Please count how many lines in the records below contain the string "sedan", with case counting, and give only that number.

● Supplied material
— START —
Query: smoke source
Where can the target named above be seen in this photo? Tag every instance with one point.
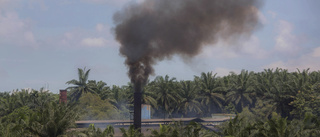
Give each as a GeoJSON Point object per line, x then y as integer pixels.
{"type": "Point", "coordinates": [158, 29]}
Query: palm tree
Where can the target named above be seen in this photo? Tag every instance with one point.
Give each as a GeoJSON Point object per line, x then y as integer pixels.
{"type": "Point", "coordinates": [80, 86]}
{"type": "Point", "coordinates": [241, 90]}
{"type": "Point", "coordinates": [53, 120]}
{"type": "Point", "coordinates": [189, 102]}
{"type": "Point", "coordinates": [208, 92]}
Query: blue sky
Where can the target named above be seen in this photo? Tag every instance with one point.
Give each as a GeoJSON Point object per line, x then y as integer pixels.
{"type": "Point", "coordinates": [43, 42]}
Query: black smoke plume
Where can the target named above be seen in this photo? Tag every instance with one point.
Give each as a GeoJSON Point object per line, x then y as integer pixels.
{"type": "Point", "coordinates": [158, 29]}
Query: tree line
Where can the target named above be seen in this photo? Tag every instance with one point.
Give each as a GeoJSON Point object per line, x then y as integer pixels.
{"type": "Point", "coordinates": [264, 101]}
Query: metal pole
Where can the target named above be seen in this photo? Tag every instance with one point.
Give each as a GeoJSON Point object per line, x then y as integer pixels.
{"type": "Point", "coordinates": [137, 111]}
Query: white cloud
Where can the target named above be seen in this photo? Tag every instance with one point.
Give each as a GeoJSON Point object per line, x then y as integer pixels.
{"type": "Point", "coordinates": [224, 71]}
{"type": "Point", "coordinates": [100, 27]}
{"type": "Point", "coordinates": [309, 60]}
{"type": "Point", "coordinates": [3, 74]}
{"type": "Point", "coordinates": [262, 17]}
{"type": "Point", "coordinates": [14, 30]}
{"type": "Point", "coordinates": [100, 36]}
{"type": "Point", "coordinates": [316, 52]}
{"type": "Point", "coordinates": [94, 42]}
{"type": "Point", "coordinates": [248, 48]}
{"type": "Point", "coordinates": [273, 14]}
{"type": "Point", "coordinates": [285, 40]}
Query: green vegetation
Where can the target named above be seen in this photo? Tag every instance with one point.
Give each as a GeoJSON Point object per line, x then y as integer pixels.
{"type": "Point", "coordinates": [269, 103]}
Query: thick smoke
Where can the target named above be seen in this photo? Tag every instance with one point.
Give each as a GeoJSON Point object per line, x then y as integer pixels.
{"type": "Point", "coordinates": [158, 29]}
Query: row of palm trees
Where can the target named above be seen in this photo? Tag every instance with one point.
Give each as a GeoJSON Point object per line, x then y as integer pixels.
{"type": "Point", "coordinates": [274, 90]}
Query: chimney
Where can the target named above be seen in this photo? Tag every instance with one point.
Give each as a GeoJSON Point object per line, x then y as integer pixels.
{"type": "Point", "coordinates": [63, 96]}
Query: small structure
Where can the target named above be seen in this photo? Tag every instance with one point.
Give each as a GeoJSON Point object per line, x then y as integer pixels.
{"type": "Point", "coordinates": [145, 111]}
{"type": "Point", "coordinates": [63, 96]}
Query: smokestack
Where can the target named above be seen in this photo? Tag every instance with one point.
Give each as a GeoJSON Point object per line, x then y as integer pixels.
{"type": "Point", "coordinates": [158, 29]}
{"type": "Point", "coordinates": [63, 96]}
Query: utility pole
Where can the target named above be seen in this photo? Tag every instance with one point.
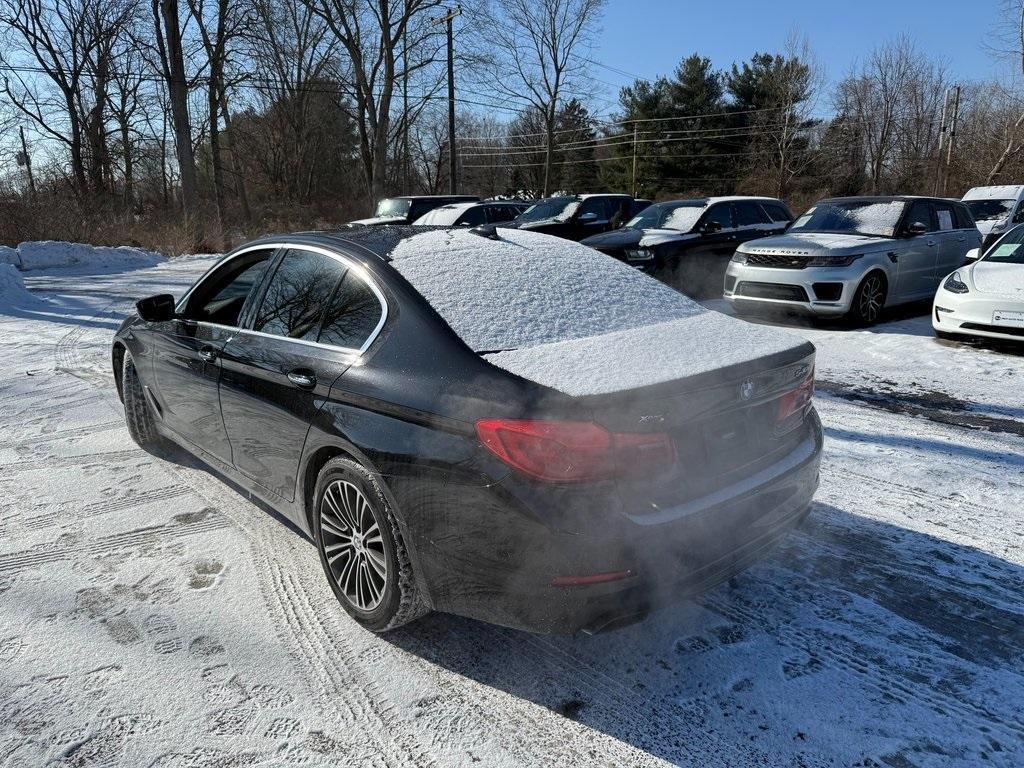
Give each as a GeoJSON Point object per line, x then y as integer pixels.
{"type": "Point", "coordinates": [404, 112]}
{"type": "Point", "coordinates": [634, 192]}
{"type": "Point", "coordinates": [942, 137]}
{"type": "Point", "coordinates": [952, 136]}
{"type": "Point", "coordinates": [27, 161]}
{"type": "Point", "coordinates": [446, 19]}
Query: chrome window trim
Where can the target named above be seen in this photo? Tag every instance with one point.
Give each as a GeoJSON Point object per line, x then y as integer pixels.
{"type": "Point", "coordinates": [349, 263]}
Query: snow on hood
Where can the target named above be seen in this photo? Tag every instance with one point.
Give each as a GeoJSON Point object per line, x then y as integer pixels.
{"type": "Point", "coordinates": [378, 220]}
{"type": "Point", "coordinates": [570, 318]}
{"type": "Point", "coordinates": [811, 244]}
{"type": "Point", "coordinates": [1007, 192]}
{"type": "Point", "coordinates": [1006, 280]}
{"type": "Point", "coordinates": [657, 237]}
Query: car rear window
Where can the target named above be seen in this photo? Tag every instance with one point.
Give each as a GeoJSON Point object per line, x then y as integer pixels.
{"type": "Point", "coordinates": [527, 289]}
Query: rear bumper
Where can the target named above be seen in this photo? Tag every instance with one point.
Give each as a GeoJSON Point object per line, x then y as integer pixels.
{"type": "Point", "coordinates": [502, 571]}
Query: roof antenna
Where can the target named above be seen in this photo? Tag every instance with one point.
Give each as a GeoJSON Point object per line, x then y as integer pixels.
{"type": "Point", "coordinates": [486, 230]}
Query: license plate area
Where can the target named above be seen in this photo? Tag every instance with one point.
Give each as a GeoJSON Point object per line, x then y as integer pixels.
{"type": "Point", "coordinates": [1007, 317]}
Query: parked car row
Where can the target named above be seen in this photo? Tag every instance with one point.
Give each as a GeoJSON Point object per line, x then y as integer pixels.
{"type": "Point", "coordinates": [844, 257]}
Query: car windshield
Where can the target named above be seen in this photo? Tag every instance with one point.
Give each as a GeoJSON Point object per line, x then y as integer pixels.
{"type": "Point", "coordinates": [558, 209]}
{"type": "Point", "coordinates": [1010, 250]}
{"type": "Point", "coordinates": [393, 207]}
{"type": "Point", "coordinates": [869, 217]}
{"type": "Point", "coordinates": [681, 216]}
{"type": "Point", "coordinates": [988, 210]}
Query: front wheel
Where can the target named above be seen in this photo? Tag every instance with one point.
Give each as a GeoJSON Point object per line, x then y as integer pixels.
{"type": "Point", "coordinates": [138, 412]}
{"type": "Point", "coordinates": [361, 549]}
{"type": "Point", "coordinates": [868, 301]}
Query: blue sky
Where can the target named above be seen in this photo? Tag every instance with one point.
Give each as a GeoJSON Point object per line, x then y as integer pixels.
{"type": "Point", "coordinates": [648, 37]}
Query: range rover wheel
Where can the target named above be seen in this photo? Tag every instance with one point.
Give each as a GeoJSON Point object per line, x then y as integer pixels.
{"type": "Point", "coordinates": [869, 300]}
{"type": "Point", "coordinates": [361, 548]}
{"type": "Point", "coordinates": [138, 413]}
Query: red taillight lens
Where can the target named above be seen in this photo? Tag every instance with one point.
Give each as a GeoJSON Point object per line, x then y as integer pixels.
{"type": "Point", "coordinates": [572, 452]}
{"type": "Point", "coordinates": [797, 399]}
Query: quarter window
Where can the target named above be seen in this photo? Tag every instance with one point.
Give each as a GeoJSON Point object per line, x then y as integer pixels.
{"type": "Point", "coordinates": [296, 295]}
{"type": "Point", "coordinates": [749, 214]}
{"type": "Point", "coordinates": [721, 213]}
{"type": "Point", "coordinates": [352, 314]}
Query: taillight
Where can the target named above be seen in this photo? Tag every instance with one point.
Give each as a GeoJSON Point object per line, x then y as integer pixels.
{"type": "Point", "coordinates": [796, 399]}
{"type": "Point", "coordinates": [573, 452]}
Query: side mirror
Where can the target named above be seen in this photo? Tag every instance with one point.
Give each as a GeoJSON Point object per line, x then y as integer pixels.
{"type": "Point", "coordinates": [159, 308]}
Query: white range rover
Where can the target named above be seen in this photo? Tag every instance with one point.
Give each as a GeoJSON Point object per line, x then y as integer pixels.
{"type": "Point", "coordinates": [852, 257]}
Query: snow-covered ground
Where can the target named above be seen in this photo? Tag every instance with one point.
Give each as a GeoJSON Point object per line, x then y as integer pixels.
{"type": "Point", "coordinates": [153, 615]}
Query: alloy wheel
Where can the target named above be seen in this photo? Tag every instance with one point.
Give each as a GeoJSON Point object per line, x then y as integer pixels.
{"type": "Point", "coordinates": [871, 298]}
{"type": "Point", "coordinates": [353, 545]}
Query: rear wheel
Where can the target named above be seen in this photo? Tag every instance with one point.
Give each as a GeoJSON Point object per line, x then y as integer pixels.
{"type": "Point", "coordinates": [138, 413]}
{"type": "Point", "coordinates": [868, 301]}
{"type": "Point", "coordinates": [361, 549]}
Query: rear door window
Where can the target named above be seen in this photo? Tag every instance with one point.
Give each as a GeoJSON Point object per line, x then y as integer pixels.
{"type": "Point", "coordinates": [750, 214]}
{"type": "Point", "coordinates": [296, 295]}
{"type": "Point", "coordinates": [945, 216]}
{"type": "Point", "coordinates": [921, 212]}
{"type": "Point", "coordinates": [353, 313]}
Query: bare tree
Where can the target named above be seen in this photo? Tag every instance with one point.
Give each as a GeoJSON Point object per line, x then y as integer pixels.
{"type": "Point", "coordinates": [543, 43]}
{"type": "Point", "coordinates": [58, 55]}
{"type": "Point", "coordinates": [375, 34]}
{"type": "Point", "coordinates": [167, 29]}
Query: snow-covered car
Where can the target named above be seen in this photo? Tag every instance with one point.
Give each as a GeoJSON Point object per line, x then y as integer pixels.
{"type": "Point", "coordinates": [407, 209]}
{"type": "Point", "coordinates": [578, 216]}
{"type": "Point", "coordinates": [995, 209]}
{"type": "Point", "coordinates": [985, 297]}
{"type": "Point", "coordinates": [466, 423]}
{"type": "Point", "coordinates": [472, 214]}
{"type": "Point", "coordinates": [853, 257]}
{"type": "Point", "coordinates": [688, 243]}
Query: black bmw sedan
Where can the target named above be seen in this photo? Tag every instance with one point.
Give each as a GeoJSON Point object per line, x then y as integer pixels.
{"type": "Point", "coordinates": [510, 427]}
{"type": "Point", "coordinates": [688, 243]}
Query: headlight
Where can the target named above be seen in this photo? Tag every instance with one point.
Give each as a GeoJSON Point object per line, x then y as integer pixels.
{"type": "Point", "coordinates": [834, 260]}
{"type": "Point", "coordinates": [953, 284]}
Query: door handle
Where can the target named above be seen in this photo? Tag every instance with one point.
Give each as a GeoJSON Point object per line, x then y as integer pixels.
{"type": "Point", "coordinates": [302, 379]}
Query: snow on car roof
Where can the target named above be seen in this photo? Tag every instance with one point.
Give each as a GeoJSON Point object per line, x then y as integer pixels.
{"type": "Point", "coordinates": [1006, 192]}
{"type": "Point", "coordinates": [569, 317]}
{"type": "Point", "coordinates": [446, 214]}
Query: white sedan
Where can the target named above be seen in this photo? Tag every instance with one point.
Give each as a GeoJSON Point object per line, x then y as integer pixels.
{"type": "Point", "coordinates": [986, 297]}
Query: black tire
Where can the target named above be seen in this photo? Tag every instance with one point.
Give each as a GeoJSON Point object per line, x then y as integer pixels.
{"type": "Point", "coordinates": [138, 413]}
{"type": "Point", "coordinates": [868, 301]}
{"type": "Point", "coordinates": [399, 601]}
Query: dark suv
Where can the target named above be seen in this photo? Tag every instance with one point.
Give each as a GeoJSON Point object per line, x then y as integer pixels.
{"type": "Point", "coordinates": [578, 216]}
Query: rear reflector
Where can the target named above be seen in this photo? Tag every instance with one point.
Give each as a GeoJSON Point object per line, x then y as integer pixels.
{"type": "Point", "coordinates": [573, 452]}
{"type": "Point", "coordinates": [583, 581]}
{"type": "Point", "coordinates": [796, 399]}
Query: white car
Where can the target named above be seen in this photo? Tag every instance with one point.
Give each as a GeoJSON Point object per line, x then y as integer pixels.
{"type": "Point", "coordinates": [986, 297]}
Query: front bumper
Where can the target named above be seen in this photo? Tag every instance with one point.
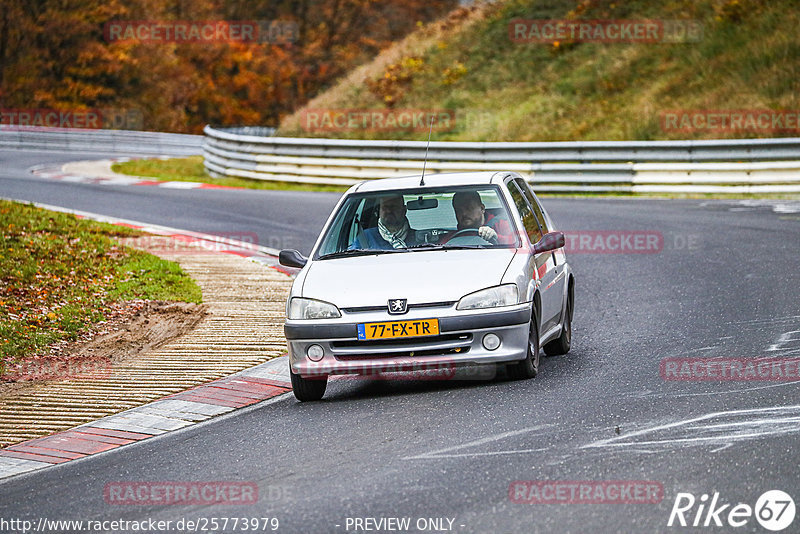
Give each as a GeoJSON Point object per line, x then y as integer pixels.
{"type": "Point", "coordinates": [459, 343]}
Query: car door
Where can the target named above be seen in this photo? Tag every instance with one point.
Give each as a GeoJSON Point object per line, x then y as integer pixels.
{"type": "Point", "coordinates": [550, 274]}
{"type": "Point", "coordinates": [540, 265]}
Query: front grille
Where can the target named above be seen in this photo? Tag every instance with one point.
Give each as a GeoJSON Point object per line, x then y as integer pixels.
{"type": "Point", "coordinates": [385, 307]}
{"type": "Point", "coordinates": [407, 347]}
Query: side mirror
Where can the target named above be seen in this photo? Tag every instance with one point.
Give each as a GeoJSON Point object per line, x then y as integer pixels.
{"type": "Point", "coordinates": [549, 241]}
{"type": "Point", "coordinates": [292, 258]}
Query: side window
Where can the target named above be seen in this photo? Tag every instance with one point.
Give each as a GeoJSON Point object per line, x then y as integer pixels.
{"type": "Point", "coordinates": [528, 218]}
{"type": "Point", "coordinates": [526, 190]}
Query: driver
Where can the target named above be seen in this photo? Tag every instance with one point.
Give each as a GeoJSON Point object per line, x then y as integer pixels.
{"type": "Point", "coordinates": [393, 230]}
{"type": "Point", "coordinates": [471, 213]}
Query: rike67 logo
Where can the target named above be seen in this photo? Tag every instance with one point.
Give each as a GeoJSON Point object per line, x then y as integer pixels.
{"type": "Point", "coordinates": [774, 510]}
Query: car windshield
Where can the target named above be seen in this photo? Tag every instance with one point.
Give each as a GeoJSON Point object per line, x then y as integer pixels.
{"type": "Point", "coordinates": [417, 220]}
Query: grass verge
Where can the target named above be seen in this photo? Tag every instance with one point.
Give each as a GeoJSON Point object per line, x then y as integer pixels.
{"type": "Point", "coordinates": [191, 169]}
{"type": "Point", "coordinates": [59, 275]}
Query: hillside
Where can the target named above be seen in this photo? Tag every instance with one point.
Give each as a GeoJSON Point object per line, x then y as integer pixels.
{"type": "Point", "coordinates": [746, 58]}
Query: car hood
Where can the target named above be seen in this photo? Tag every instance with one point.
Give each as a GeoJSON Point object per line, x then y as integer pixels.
{"type": "Point", "coordinates": [420, 277]}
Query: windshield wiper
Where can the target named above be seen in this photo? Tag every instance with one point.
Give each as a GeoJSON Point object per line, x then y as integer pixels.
{"type": "Point", "coordinates": [360, 252]}
{"type": "Point", "coordinates": [440, 246]}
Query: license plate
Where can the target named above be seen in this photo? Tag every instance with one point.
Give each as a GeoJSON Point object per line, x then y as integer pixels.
{"type": "Point", "coordinates": [394, 329]}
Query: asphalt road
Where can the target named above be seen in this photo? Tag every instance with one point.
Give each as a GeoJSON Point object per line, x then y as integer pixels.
{"type": "Point", "coordinates": [725, 284]}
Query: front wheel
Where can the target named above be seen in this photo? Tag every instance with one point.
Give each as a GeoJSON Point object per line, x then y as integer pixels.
{"type": "Point", "coordinates": [529, 367]}
{"type": "Point", "coordinates": [308, 389]}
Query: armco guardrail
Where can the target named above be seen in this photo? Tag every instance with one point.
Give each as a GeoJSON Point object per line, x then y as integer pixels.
{"type": "Point", "coordinates": [103, 141]}
{"type": "Point", "coordinates": [714, 166]}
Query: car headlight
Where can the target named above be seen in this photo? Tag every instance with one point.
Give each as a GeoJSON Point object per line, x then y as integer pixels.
{"type": "Point", "coordinates": [492, 297]}
{"type": "Point", "coordinates": [300, 308]}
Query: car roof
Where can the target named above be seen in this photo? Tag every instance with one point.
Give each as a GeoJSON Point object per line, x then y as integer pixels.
{"type": "Point", "coordinates": [444, 179]}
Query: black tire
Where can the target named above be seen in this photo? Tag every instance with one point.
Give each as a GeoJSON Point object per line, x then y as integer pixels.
{"type": "Point", "coordinates": [564, 342]}
{"type": "Point", "coordinates": [529, 367]}
{"type": "Point", "coordinates": [308, 389]}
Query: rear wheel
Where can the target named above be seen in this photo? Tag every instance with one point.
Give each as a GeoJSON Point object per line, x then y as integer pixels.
{"type": "Point", "coordinates": [564, 341]}
{"type": "Point", "coordinates": [308, 389]}
{"type": "Point", "coordinates": [529, 367]}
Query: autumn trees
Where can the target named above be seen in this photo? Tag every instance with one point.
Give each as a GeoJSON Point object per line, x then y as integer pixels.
{"type": "Point", "coordinates": [54, 55]}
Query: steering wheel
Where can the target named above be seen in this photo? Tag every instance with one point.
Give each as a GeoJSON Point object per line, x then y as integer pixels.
{"type": "Point", "coordinates": [464, 232]}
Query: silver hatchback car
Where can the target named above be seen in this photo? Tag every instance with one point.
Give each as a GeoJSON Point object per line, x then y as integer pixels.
{"type": "Point", "coordinates": [424, 273]}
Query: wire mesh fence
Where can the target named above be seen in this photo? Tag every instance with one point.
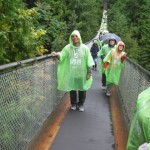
— END —
● Solution for this problem
2